--- Direction ---
Rewrite every row below, swapping "Would you kindly indicate" for "Please point out" and leaving everything else unchanged.
— begin Records supplied —
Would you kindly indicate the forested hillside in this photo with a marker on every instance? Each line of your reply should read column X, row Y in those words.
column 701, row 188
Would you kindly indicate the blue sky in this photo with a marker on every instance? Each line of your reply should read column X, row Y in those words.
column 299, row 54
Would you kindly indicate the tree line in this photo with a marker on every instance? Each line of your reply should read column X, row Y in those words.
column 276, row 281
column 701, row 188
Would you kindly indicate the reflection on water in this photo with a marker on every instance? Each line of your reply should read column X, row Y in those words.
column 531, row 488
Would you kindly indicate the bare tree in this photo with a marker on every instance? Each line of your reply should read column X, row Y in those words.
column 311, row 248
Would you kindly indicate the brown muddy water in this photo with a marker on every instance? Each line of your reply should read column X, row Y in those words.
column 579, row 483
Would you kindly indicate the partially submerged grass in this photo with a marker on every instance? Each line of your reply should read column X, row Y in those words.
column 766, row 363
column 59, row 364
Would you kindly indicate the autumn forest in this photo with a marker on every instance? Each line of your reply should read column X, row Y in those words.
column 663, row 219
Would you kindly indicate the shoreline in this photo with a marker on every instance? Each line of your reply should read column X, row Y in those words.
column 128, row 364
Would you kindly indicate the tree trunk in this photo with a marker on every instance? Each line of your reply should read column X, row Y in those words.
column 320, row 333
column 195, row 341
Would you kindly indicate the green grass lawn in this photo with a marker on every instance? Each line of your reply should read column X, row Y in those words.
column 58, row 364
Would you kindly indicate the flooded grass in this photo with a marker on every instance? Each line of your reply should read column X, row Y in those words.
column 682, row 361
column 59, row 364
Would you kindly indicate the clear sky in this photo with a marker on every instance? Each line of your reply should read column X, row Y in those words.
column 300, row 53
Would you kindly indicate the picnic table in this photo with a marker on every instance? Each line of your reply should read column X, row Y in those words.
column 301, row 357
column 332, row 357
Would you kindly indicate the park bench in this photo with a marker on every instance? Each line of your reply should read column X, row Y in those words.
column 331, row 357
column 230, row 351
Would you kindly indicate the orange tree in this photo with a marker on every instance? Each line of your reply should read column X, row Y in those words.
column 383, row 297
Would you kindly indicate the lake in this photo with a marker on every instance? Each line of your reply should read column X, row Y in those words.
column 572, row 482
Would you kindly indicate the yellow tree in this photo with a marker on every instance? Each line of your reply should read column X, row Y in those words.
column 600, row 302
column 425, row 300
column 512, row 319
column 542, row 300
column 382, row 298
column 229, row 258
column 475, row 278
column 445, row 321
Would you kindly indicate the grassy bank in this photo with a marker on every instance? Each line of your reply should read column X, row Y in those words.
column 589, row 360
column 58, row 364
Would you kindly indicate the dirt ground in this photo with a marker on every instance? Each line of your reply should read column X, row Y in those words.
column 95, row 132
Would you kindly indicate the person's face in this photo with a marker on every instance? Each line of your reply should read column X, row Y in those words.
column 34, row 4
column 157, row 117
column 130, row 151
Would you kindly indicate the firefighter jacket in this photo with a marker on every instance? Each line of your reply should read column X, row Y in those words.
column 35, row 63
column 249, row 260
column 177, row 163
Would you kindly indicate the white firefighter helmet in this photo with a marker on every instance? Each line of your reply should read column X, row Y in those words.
— end Records supplied —
--- Exercise result ---
Please point out the forested hillside in this photo with a marker on every instance? Each line of your reply should read column X, row Y in those words.
column 701, row 188
Please point out the blue sky in this photo with a marker on every instance? Each line of your reply should read column X, row Y in those words.
column 299, row 54
Please point out the tree line in this photo with a marker on every instance? Each line of your reply should read column X, row Y in those words.
column 276, row 281
column 701, row 188
Please point out the reflection on water in this photo with a marker on every instance? Each line of your reply should read column X, row Y in those words.
column 531, row 488
Please point out the bare tree in this photo with a marker on every instance? Each line of your reply should read column X, row Y in those words.
column 311, row 248
Please point out the brown muddy water in this photo with a marker on every instance? Each line of your reply should read column X, row Y in those words.
column 579, row 483
Please point out the partially submerged grass in this photo with a marker on every instance? Each line of your reply should read column X, row Y in those words.
column 766, row 363
column 59, row 364
Please point out the autumn forest in this photo with a marker on every instance? Each line of your reply should read column X, row Y in those words.
column 663, row 219
Please point out the shoreline in this photo with a marker on every instance? Each line of your reply should read column X, row Y in those words.
column 128, row 364
Please point out the tree trunk in this photo with a marker on every instance? Each line of your reply should read column X, row Y in those words.
column 320, row 333
column 195, row 341
Please point out the green grass lawn in this photo with a marker on every instance? Each line of your reply should read column X, row Y in those words.
column 58, row 364
Please point out the flooded grass in this photo with a marker on every instance? Each line of your reply should read column X, row Y in those words.
column 682, row 361
column 59, row 364
Please point out the clear sky in this photo with a marker on every instance? Each line of your reply should read column X, row Y in those words.
column 300, row 53
Please point out the picnic table in this photo with a marker on every instance? Each line of your reply should read column X, row Y in those words.
column 301, row 357
column 332, row 357
Please point out the park bench in this photo with a marker on every instance? Each line of your reply should read column X, row Y in those words.
column 331, row 357
column 230, row 351
Please point out the orange tree in this photo with a marker on every instance? Each line of your reply should read column X, row Y in those words.
column 383, row 297
Please point out the lake in this photo with a marker on every instance? Each line of your reply should read column X, row Y in those words.
column 572, row 482
Please point out the yellow tree in this photo with a marker on every instance? Each line of your reply should read column X, row Y in those words.
column 600, row 302
column 425, row 300
column 512, row 319
column 542, row 300
column 382, row 298
column 229, row 258
column 475, row 278
column 445, row 321
Please point out the grassy bank in this photo with a marker on every instance? Each line of your reply should read column X, row Y in those words.
column 589, row 360
column 58, row 364
Please point out the dirt ground in this photo with a marker on every instance? Each line of your reply should read column X, row Y in those words.
column 95, row 132
Please point out the person's face in this photo with a marker on every instance? Each line of your reply should read column X, row Y in those words.
column 34, row 4
column 157, row 117
column 130, row 151
Please point out the firefighter jacket in this photo with a marker on every instance? Each line of your reply should read column X, row Y in those words.
column 35, row 63
column 249, row 260
column 177, row 163
Please point out the white firefighter helmet in this photo with a marker on every instance? Each line of your reply should read column X, row Y in those words.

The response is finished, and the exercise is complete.